[Task instructions] Once the pictures are removed, output the remaining entries exactly as given.

[Point localization data]
★ ★ ★

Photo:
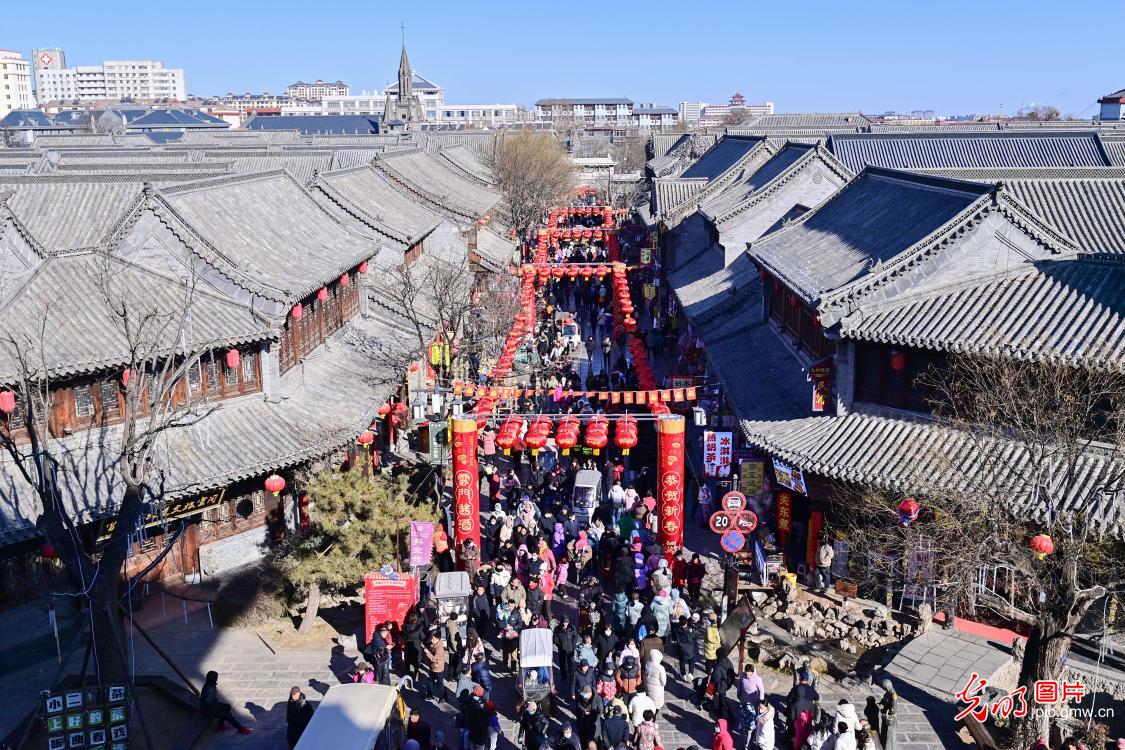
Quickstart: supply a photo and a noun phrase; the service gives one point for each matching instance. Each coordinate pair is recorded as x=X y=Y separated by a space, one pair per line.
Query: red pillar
x=466 y=484
x=669 y=478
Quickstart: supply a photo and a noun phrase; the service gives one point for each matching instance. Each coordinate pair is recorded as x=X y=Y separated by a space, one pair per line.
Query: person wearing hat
x=566 y=738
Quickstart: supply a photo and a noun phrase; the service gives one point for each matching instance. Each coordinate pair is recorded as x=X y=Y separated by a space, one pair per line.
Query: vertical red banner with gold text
x=669 y=479
x=466 y=484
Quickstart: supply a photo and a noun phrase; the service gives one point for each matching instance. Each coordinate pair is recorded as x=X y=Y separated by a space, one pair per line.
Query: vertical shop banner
x=466 y=482
x=752 y=477
x=784 y=516
x=387 y=598
x=669 y=479
x=421 y=542
x=813 y=541
x=718 y=448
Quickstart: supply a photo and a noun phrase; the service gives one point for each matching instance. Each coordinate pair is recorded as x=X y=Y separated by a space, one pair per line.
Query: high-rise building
x=317 y=90
x=690 y=110
x=15 y=82
x=113 y=79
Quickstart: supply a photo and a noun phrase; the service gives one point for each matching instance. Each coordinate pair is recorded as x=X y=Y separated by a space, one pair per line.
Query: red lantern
x=509 y=433
x=908 y=511
x=626 y=434
x=275 y=485
x=566 y=434
x=1042 y=545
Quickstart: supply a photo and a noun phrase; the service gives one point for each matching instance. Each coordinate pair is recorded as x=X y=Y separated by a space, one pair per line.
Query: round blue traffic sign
x=732 y=541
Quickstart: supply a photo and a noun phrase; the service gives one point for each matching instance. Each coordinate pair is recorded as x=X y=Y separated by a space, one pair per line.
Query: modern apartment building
x=317 y=90
x=113 y=79
x=15 y=82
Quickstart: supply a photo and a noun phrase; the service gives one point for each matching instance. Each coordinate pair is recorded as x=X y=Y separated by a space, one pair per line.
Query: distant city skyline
x=953 y=57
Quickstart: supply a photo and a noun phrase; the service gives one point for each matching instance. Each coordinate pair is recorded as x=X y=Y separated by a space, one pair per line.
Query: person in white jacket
x=846 y=714
x=764 y=732
x=656 y=677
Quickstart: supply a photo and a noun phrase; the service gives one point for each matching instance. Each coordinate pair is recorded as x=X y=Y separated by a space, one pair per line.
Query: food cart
x=452 y=592
x=537 y=679
x=587 y=494
x=357 y=716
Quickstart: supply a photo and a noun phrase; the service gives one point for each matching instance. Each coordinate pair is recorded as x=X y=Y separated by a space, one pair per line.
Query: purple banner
x=421 y=542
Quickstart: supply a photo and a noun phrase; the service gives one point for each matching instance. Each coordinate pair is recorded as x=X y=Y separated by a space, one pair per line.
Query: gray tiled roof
x=915 y=457
x=671 y=192
x=73 y=211
x=738 y=340
x=61 y=303
x=935 y=150
x=468 y=163
x=1069 y=312
x=808 y=120
x=438 y=184
x=721 y=156
x=325 y=401
x=872 y=219
x=740 y=190
x=239 y=217
x=381 y=202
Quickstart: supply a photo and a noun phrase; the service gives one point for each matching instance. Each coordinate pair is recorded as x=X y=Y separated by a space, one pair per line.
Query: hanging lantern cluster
x=624 y=434
x=566 y=434
x=597 y=433
x=539 y=432
x=275 y=485
x=1042 y=545
x=509 y=433
x=908 y=512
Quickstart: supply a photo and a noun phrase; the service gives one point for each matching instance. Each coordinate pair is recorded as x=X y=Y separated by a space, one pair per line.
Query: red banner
x=466 y=482
x=386 y=599
x=669 y=479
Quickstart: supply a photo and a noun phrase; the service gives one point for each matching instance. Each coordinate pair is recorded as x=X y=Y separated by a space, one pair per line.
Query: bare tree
x=1032 y=449
x=533 y=173
x=153 y=334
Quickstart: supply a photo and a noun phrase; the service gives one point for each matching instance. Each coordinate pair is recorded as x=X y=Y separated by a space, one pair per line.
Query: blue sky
x=819 y=55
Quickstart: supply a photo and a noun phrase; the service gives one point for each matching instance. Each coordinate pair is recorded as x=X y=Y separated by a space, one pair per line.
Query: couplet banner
x=466 y=482
x=669 y=478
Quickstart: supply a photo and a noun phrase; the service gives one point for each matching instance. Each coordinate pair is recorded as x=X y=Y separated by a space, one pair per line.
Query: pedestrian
x=212 y=707
x=417 y=729
x=532 y=728
x=825 y=554
x=764 y=734
x=566 y=642
x=615 y=729
x=712 y=641
x=683 y=638
x=647 y=735
x=656 y=677
x=297 y=714
x=438 y=663
x=695 y=572
x=721 y=739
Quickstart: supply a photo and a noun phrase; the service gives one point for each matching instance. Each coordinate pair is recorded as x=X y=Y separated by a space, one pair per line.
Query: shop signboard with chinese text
x=89 y=717
x=717 y=451
x=790 y=477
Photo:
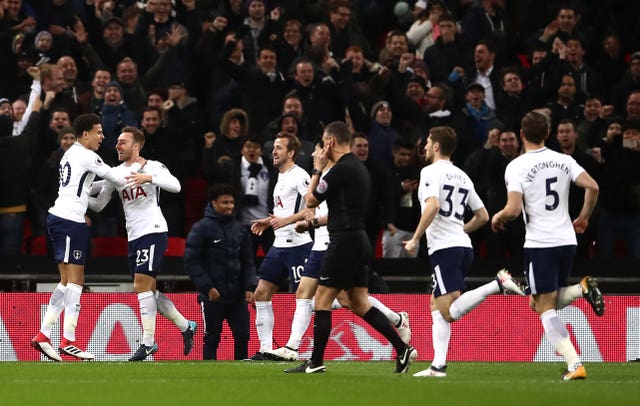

★ ★ ★

[Task solution]
Photo:
Quickstart: supply a photo and a noun phrase; the service gives one point for each matching instance. Each coordinate pair is recorded as x=X y=Y separated by a space, one pair per line.
Query: red pillar
x=466 y=484
x=669 y=478
Quickstart: supply a photo and a noun phrase; the service gives one point for each matching instance. Each coordinate pair is recorded as x=X y=Y separated by a space, one pair per line.
Query: person wearing hat
x=566 y=738
Quickstart: supply a photo and a noun phrase; the service gives one point for each matching instance. Each coordinate pair is recorded as x=X y=Y separated by a space, one pair per line.
Query: vertical red banner with gold text
x=669 y=479
x=466 y=484
Quickstart: supply a photo and a noun phrase; the service gives one point for each matching instance. Each coordinate pair is recorded as x=X y=Y separated by a space, one pair per line.
Query: vertical shop banner
x=466 y=482
x=752 y=477
x=784 y=516
x=387 y=598
x=669 y=479
x=421 y=542
x=813 y=541
x=718 y=448
Quickstart: supply a photo and a noun phrase; the service gives one point for each matching instance. Each coordinate pair is recorded as x=X y=Y separated by a space, one pair per line.
Query: high-rise building
x=317 y=90
x=690 y=110
x=15 y=82
x=113 y=79
Quickstart: supply a photo and a noun phrase; the service gives one point for each matching instance. Each coordinate pair is recorded as x=X y=Y separated by a space, one pair per line.
Query: red lantern
x=509 y=433
x=908 y=511
x=626 y=434
x=275 y=485
x=566 y=434
x=1042 y=545
Quickstart: supply a photo and a noun phrase; the service gives one point for each matching instance. Each coordinate pair is recorded as x=X y=Y separated by a space, one pair per line.
Query: round blue traffic sign
x=732 y=541
Quickstart: supply a photo and a noun phrase; the service gives one point for each matching instance. Each coordinate pair is recorded as x=X y=Y separated by a space, one pair per line.
Query: modern apartment building
x=317 y=90
x=113 y=79
x=15 y=82
Quickstart: supply a photo and a noun phrase; the service gives one point for each matching instance. Each coordinate pair is recorded as x=X y=Y separated by a space, one pair per line.
Query: distant city skyline
x=953 y=57
Quickstart: supply a photo and a noun phrase; the service gives one point for each matching instance. Each coordinate pair is recorded as x=X y=Y separated by a space, one pair per line.
Query: person in white jacket
x=846 y=714
x=764 y=732
x=656 y=677
Quickstart: supply a photo and a noun phrase; the service gives one point for each matching instance. Each coordinate pair is recorded as x=X y=Y separated by a space, one pair per line.
Query: food cart
x=452 y=592
x=537 y=679
x=587 y=494
x=357 y=716
Quickstart: supply a photo and a noun phrase; the service gives one point for each matching instance. Each coordinate pair is recorded as x=X y=Y separated by a space, one pair per line.
Query: purple banner
x=421 y=542
Quickstart: supply a photo and a noun phrase; the service gives one point for each matching instance. Each coordinate pair is recorded as x=X y=Y separated by a space, one pair per line.
Query: gray tiled roof
x=915 y=457
x=671 y=192
x=73 y=211
x=738 y=340
x=61 y=303
x=935 y=150
x=468 y=163
x=1069 y=312
x=808 y=120
x=438 y=184
x=721 y=156
x=325 y=401
x=872 y=219
x=740 y=190
x=239 y=217
x=381 y=202
Quickstart: supply a photo and a noun phrase; the service gives one point for each matching instance. Each coordinate pair is recorded as x=X y=Y separated by a space, one pair per line.
Query: hanging lantern cluster
x=624 y=434
x=566 y=434
x=597 y=433
x=539 y=432
x=275 y=485
x=1042 y=545
x=509 y=433
x=908 y=512
Quickstart: supply a photo and a noun phrase; the service gives one point for each matching instance. Each coordinate pair is recorded as x=X y=Y separated by a space, one pair per line.
Query: red banner
x=466 y=482
x=386 y=599
x=669 y=479
Quickstart: supply a photo and a noun phrase; the service gives one point for each matching instance. Each coordinate pair is recorded as x=X y=Y separated by a space, one pair per line.
Query: bare tree
x=1032 y=449
x=533 y=173
x=153 y=334
Quickstart: supply a photo and a noun phrase; the service gives one point for each matching instance. Each coordinate pair is recorded as x=X y=Y separated by a space, one pair per line.
Query: blue sky
x=819 y=55
Quickstart: supply a photo and a noun phrase; the service gives one point for each matching instance. Each coordinate pair is recorded as x=X y=Y separated by a space, one pair per line.
Query: couplet banner
x=466 y=482
x=669 y=478
Quickstart: supply a photo and a noun phrase; the service gives one point for each matching instance. Each coordinate pair is recorded as x=X y=Y separated by a space, one pair per line.
Query: pedestrian
x=212 y=707
x=417 y=729
x=532 y=728
x=825 y=554
x=764 y=734
x=566 y=642
x=615 y=729
x=712 y=641
x=683 y=638
x=647 y=735
x=656 y=677
x=297 y=714
x=438 y=663
x=695 y=572
x=721 y=739
Quickstart: supply a photo and a noun phrase; the service gives one point for each matching instance. Each coordinate pair is recorded as x=X y=Y separated by a space, one pair per line.
Query: shop signboard with chinese text
x=89 y=717
x=717 y=451
x=790 y=477
Photo:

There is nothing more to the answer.